Step one in this ‘master’ plan is to transcribe my book, copying up the pages of handwritten text from the notebooks I have filled. Over the years I’ve bought, loved and completed many, spending a fortune in money and time; some years writing vicariously, others less so. For now, I’m sticking to last year and the book I’m calling: Writing the Monster out of my Head. It’s the book that saved me. Aimed at other writers and artists, as well as those who would consider themselves sensitive and pensive souls, it’s a story of trying and overcoming, an insight into the trials and tribulations of me.

Step two is to proof, edit and lay it out in a PDF; then to design a cover, write a dedication and export it as an ebook file.

Step three is to upload it to Apple and Amazon, for sale over the internet.

Step four is to market myself and sell as any copies as I can, trying to get local and national support along with recognition and praise.

Step five is to offer a hard copy option so that those who are tactile, who want to hold, smell and touch it, can: nothing quite beats the old way, even in this modern world; some things need to be treasured, respected, kept. I have boxes of books in storage; they are among my most prized possessions. Reading the titles on a shelf, back when I had one to gloss over, transported me back: 2, 4, 7 – Spot, Meg and Mog, The Wind in the Willows; 13, 14, 17 – Watership Down, Forever, Wuthering Heights; 21, 22, 23 – The Great Gatsby, The Bell Jar, Ovid; 30, 31, 34 – Beloved, The Bloody Chamber, Cloud Atlas, etc. So many adventures, so many experiences, so much knowledge… so many highs and lows. Books have kept me company throughout my life. I hold them amongst my closest allies.

Aim of the task: Translate this sentence from the text on the book plan into French: "Books have kept me company throughout my life." The items are separate material with no connection to the text.

Data items:
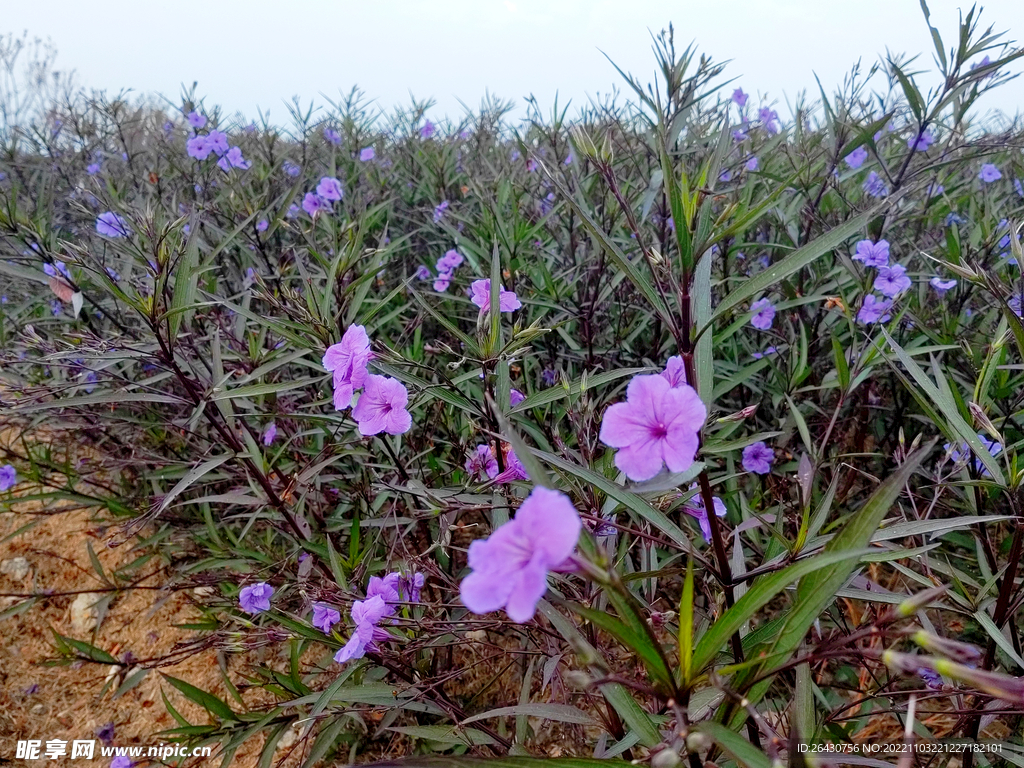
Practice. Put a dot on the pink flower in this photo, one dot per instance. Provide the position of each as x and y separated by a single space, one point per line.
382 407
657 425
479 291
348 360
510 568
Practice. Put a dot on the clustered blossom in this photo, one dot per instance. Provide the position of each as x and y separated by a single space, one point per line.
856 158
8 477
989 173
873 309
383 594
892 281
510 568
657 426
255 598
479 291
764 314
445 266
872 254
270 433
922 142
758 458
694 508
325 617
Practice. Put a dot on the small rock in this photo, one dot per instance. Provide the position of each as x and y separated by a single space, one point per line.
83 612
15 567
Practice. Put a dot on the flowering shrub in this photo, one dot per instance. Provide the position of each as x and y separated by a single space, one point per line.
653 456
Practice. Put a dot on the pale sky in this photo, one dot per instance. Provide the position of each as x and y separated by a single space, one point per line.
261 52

--

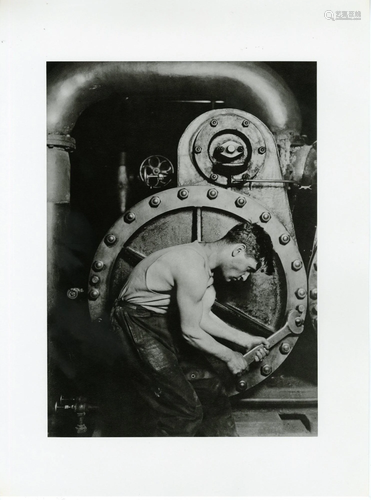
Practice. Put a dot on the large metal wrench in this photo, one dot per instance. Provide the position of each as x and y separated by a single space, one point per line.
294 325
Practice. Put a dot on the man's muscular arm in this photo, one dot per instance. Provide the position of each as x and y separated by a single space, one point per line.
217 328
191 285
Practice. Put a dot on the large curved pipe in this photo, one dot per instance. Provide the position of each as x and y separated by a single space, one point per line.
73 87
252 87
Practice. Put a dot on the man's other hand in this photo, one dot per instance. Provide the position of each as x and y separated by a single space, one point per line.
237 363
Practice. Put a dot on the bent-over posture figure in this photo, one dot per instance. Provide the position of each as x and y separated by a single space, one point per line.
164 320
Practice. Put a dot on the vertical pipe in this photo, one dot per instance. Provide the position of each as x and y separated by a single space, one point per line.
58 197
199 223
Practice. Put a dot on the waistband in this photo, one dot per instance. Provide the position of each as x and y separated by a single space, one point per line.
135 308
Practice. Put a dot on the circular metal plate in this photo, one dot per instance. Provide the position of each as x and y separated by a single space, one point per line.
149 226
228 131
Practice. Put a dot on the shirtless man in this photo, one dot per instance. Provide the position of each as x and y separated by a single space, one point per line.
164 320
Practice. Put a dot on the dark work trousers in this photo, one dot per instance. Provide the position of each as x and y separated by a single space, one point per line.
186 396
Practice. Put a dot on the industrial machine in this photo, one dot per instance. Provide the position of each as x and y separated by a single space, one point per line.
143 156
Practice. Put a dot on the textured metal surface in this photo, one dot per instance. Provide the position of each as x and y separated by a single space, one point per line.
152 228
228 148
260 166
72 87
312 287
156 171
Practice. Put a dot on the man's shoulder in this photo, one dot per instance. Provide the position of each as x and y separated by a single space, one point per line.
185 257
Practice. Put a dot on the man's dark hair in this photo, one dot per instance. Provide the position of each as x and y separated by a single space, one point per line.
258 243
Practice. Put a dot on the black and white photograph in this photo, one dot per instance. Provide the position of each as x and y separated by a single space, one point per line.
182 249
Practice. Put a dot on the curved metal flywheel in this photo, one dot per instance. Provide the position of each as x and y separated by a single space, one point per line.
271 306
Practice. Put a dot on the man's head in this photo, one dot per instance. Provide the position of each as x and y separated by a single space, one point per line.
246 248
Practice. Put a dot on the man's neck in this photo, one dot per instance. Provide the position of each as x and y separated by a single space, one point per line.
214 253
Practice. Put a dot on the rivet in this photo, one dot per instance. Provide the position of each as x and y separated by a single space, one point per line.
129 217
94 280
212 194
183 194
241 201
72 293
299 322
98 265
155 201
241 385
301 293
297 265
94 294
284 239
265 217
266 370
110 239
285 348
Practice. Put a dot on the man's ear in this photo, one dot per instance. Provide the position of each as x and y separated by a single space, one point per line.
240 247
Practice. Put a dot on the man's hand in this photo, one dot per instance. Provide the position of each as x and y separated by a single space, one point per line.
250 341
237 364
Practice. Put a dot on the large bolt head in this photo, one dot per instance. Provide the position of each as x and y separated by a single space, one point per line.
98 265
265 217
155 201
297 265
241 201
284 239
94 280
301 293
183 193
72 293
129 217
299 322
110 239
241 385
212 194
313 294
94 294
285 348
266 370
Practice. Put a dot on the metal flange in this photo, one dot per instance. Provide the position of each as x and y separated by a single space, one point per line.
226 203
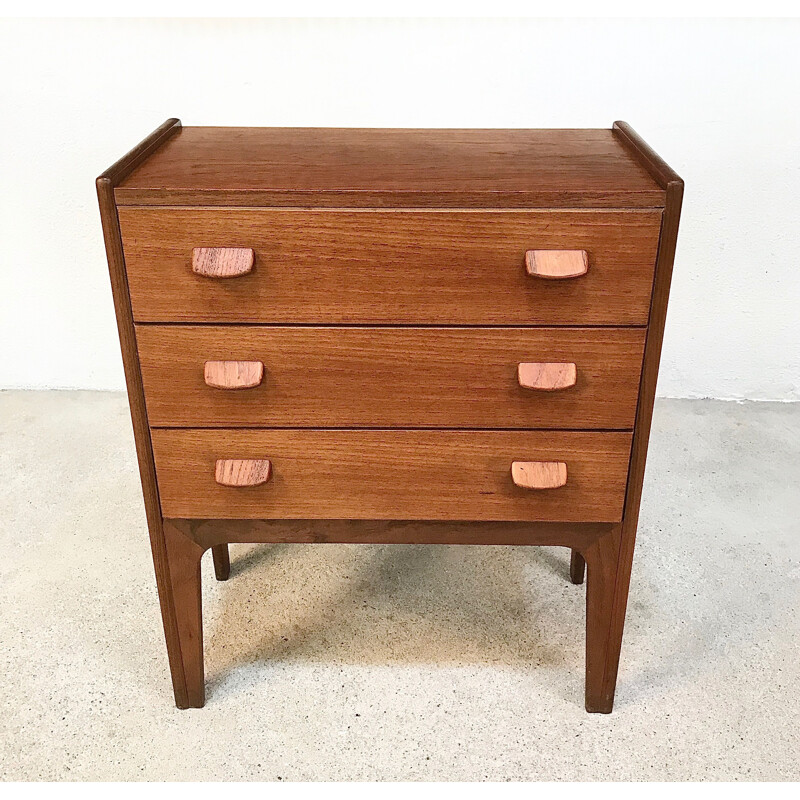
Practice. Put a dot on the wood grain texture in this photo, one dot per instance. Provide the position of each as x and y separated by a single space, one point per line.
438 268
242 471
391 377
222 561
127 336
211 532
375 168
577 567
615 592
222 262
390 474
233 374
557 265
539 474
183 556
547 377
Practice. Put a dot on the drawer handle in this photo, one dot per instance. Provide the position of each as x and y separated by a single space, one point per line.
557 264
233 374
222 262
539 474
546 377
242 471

Expected answer: Les livres m'ont tenu compagnie tout au long de ma vie.